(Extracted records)
..........

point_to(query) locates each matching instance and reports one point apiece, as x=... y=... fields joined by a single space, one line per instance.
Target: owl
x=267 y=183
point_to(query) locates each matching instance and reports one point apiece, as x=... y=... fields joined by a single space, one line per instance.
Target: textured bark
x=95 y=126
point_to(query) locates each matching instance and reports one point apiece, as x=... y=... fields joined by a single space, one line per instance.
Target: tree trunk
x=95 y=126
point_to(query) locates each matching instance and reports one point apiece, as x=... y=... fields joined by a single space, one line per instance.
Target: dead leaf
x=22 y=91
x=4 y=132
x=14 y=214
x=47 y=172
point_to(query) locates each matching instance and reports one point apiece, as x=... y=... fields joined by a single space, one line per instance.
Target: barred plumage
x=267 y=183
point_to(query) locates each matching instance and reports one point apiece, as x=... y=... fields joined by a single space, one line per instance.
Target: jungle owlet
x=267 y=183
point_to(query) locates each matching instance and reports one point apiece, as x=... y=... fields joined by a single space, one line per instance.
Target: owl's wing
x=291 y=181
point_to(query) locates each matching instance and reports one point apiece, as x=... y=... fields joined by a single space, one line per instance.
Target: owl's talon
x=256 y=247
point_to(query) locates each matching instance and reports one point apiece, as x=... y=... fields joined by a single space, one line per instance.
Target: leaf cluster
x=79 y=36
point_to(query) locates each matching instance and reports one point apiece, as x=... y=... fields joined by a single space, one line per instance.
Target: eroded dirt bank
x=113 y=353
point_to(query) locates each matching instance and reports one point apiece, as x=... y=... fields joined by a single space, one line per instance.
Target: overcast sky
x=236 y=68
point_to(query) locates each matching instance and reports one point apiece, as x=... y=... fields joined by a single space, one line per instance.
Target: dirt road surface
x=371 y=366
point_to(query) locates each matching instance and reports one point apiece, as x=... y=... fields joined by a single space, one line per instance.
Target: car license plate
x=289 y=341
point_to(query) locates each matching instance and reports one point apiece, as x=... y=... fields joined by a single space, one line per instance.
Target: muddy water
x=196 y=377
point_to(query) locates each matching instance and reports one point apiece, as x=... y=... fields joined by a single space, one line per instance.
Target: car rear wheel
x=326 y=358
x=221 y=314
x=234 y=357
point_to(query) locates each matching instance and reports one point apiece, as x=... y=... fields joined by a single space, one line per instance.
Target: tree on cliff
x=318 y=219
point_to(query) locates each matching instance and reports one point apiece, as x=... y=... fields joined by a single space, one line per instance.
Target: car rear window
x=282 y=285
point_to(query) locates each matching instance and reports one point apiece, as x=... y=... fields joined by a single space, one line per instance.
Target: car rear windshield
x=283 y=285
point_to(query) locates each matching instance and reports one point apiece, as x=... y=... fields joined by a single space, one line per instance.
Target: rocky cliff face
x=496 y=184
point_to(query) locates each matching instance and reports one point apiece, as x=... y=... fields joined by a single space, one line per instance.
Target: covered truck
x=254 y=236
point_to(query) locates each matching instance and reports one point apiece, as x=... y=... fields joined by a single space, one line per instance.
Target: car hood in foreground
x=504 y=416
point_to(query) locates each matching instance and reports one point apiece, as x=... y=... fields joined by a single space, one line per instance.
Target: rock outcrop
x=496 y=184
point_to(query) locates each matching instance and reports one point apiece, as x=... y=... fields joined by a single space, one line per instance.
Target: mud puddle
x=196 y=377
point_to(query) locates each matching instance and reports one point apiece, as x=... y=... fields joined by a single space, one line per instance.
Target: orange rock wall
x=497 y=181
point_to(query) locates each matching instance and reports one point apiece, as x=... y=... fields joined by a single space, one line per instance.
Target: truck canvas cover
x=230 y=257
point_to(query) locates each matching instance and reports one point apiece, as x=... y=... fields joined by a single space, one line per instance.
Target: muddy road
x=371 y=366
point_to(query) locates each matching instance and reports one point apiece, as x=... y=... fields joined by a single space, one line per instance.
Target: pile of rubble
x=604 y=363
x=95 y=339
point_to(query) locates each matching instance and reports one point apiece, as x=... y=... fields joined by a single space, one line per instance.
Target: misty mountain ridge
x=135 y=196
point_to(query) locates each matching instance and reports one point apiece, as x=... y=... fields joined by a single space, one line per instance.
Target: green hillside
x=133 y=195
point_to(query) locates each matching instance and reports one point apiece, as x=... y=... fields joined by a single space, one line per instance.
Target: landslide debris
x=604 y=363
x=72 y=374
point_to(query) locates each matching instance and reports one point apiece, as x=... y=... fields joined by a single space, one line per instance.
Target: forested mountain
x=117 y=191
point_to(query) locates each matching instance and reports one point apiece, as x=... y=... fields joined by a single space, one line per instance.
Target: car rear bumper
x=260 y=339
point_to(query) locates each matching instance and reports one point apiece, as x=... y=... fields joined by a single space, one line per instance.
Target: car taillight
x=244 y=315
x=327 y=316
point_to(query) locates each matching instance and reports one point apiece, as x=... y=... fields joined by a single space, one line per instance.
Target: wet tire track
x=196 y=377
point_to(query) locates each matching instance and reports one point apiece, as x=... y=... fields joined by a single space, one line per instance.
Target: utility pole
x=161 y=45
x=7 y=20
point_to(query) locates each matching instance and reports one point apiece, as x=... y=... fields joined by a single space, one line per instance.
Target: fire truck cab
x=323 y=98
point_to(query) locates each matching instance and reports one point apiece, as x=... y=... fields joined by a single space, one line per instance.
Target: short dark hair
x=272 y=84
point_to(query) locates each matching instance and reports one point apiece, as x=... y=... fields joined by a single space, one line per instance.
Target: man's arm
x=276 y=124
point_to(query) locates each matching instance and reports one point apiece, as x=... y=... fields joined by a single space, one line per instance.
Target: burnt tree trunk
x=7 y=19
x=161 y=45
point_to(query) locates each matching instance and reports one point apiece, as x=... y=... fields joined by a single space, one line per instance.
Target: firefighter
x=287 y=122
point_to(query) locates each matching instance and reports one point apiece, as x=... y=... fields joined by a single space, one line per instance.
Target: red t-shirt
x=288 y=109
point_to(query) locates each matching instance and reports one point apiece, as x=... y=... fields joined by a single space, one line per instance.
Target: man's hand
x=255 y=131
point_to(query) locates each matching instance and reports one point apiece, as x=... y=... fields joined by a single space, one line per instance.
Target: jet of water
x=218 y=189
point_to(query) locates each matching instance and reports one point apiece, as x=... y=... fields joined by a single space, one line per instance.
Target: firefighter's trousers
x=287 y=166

..........

* TASK DIRECTIONS
All entries are to be returned word for word.

* TASK RESULT
point_to(query) locates each matching instance and reports one point apiece, as x=... y=... fields joined by a single space, one line per instance.
Target: owl
x=267 y=183
point_to(query) locates each matching instance and reports one point apiece, as x=... y=... fields joined by a single space, one line per instance.
Target: textured bark
x=95 y=126
point_to(query) locates each matching instance and reports one point apiece, as x=... y=... fields joined by a single space, one line per instance.
Target: tree trunk
x=95 y=126
point_to(query) locates each matching instance and reports one point apiece, as x=... y=... fields joined by a single space, one line per instance.
Target: dead leaf
x=22 y=91
x=4 y=132
x=14 y=214
x=47 y=172
point_to(query) locates each matching instance and reports one point apiece, as x=... y=... fields joined by a single space, one line per instance.
Target: barred plumage
x=267 y=183
point_to(query) locates each matching instance and reports one point apiece, as x=... y=... fields joined by a single space, one line per instance.
Target: jungle owlet
x=267 y=183
point_to(query) locates each matching instance and reports one point apiece, as x=... y=... fields joined by a single space, one line per instance.
Target: owl's wing
x=291 y=181
point_to(query) locates each matching instance and reports one point apiece, as x=... y=... fields joined by a single space, one line per instance.
Target: owl's talon
x=256 y=247
point_to(query) locates each matching instance and reports one point apiece, as x=... y=... fields joined by a single space, one line per instance.
Target: leaf cluster
x=79 y=36
point_to(query) locates each matching instance and reports one point apiece, as x=... y=... fields joined by a single space, one line per instance.
Target: eroded dirt bank
x=113 y=353
point_to(query) locates each matching instance and reports one point apiece, as x=... y=... fields joined by a single space, one line per instance.
Target: overcast sky
x=236 y=68
point_to(query) locates each matching instance and reports one point apiece, as x=... y=... fields joined by a single space, one line per instance.
Target: dirt road surface
x=371 y=366
point_to(query) locates each matching instance and reports one point apiece, as x=... y=... fields joined by a single space, one line per instance.
Target: car license plate
x=289 y=341
point_to(query) locates each matching instance and reports one point apiece, as x=... y=... fields joined by a single space, one line per instance.
Target: muddy water
x=196 y=377
point_to(query) locates each matching instance and reports one point apiece, as x=... y=... fields joined by a single space, one line per instance.
Target: car rear wheel
x=326 y=358
x=221 y=314
x=234 y=357
point_to(query) locates each matching instance and reports one point apiece, as x=... y=... fields joined by a single space, one line per instance.
Target: tree on cliff
x=318 y=219
point_to(query) locates each matching instance and reports one point apiece, as x=... y=... fields joined by a single space, one line per instance.
Target: car rear window
x=282 y=285
point_to(query) locates each matching instance and reports one point apiece, as x=... y=... fields joined by a single space, one line per instance.
Target: car rear windshield
x=283 y=285
point_to(query) locates each matching instance and reports one point apiece, as x=... y=... fields joined by a single space, one line per instance.
Target: rocky cliff face
x=496 y=184
point_to(query) locates each matching instance and reports one point apiece, as x=... y=... fields joined by a single space, one line per instance.
Target: covered truck
x=254 y=236
point_to(query) locates each matching instance and reports one point apiece, as x=... y=... fields joined by a single space, one line per instance.
Target: car hood in foreground
x=504 y=416
point_to(query) locates each matching instance and reports one point apiece, as x=... y=... fields joined by a single space, one line per instance.
Target: rock outcrop
x=496 y=184
point_to(query) locates each matching instance and reports one point apiece, as x=... y=... fields joined by a single space, one line per instance.
Target: mud puddle
x=196 y=377
point_to(query) locates each matching instance and reports one point apiece, as x=... y=... fields joined by a single space, one line per instance.
Target: orange rock wall
x=497 y=181
point_to(query) locates each matching instance and reports one point apiece, as x=... y=... fields joined by a single space, one line per instance.
Target: truck canvas cover
x=230 y=257
point_to(query) locates each matching instance and reports one point apiece, as x=... y=... fields joined by a single space, one line per instance.
Target: muddy road
x=371 y=366
point_to(query) locates each matching instance and reports one point apiece, as x=... y=... fields joined by a single space, one line per instance.
Target: pile of rubble
x=604 y=363
x=95 y=339
point_to(query) locates each matching instance and reports one point apiece, as x=... y=... fields joined by a single space, one line per instance.
Target: misty mountain ridge
x=135 y=196
point_to(query) locates each matching instance and reports one point apiece, as x=... y=... fields joined by a single space, one line per instance.
Target: green hillside
x=133 y=195
point_to(query) locates each matching instance and reports one point apiece, as x=... y=... fields joined by a single space, one line per instance.
Target: landslide debris
x=604 y=363
x=72 y=374
point_to(query) locates each matching instance and reports one point apiece, as x=... y=... fields joined by a single space, one line per instance.
Target: forested mountain
x=117 y=191
point_to(query) locates each matching instance and reports one point apiece, as x=... y=... fields joined by a single space, one line per instance.
Target: car rear bumper
x=260 y=339
point_to(query) locates each matching instance and reports one point apiece, as x=... y=... fields joined by a single space, one line per instance.
Target: car taillight
x=244 y=315
x=327 y=316
point_to(query) locates each matching instance and reports one point apiece, as x=... y=... fields joined by a single space, one line per instance.
Target: wet tire track
x=196 y=377
point_to(query) locates each matching instance and reports one point apiece, as x=... y=... fields joined by a single space, one line per instance.
Target: utility pole
x=161 y=45
x=7 y=20
point_to(query) locates each matching instance and reports one point apiece, as x=... y=... fields joined by a single space, one line per instance.
Target: fire truck cab
x=323 y=98
point_to(query) locates each matching instance and reports one point apiece, as x=... y=... fields joined by a single space, one line per instance.
Target: short dark hair
x=272 y=84
point_to(query) locates each matching instance and reports one point apiece, as x=... y=... fields joined by a single space, one line per instance.
Target: man's arm
x=276 y=124
point_to(query) locates each matching instance and reports one point apiece, as x=... y=... fields joined by a single space, one line per instance.
Target: burnt tree trunk
x=7 y=19
x=161 y=45
point_to(query) locates each matching instance and reports one point apiece, as x=... y=... fields joined by a single space, one line per instance.
Target: firefighter
x=287 y=122
point_to(query) locates each matching instance and reports one point apiece, as x=... y=... fields joined by a single space, one line per instance.
Target: red t-shirt
x=288 y=109
point_to(query) locates each matching instance and reports one point apiece, as x=... y=... fields joined by a single space, one line per instance.
Target: man's hand
x=255 y=131
point_to(query) locates each matching instance and reports one point apiece, as x=... y=... fields joined by a single space, one line per instance.
Target: jet of water
x=218 y=189
point_to(query) locates each matching instance and reports one point apiece, as x=... y=... fields joined by a single space, one line per instance.
Target: firefighter's trousers
x=287 y=166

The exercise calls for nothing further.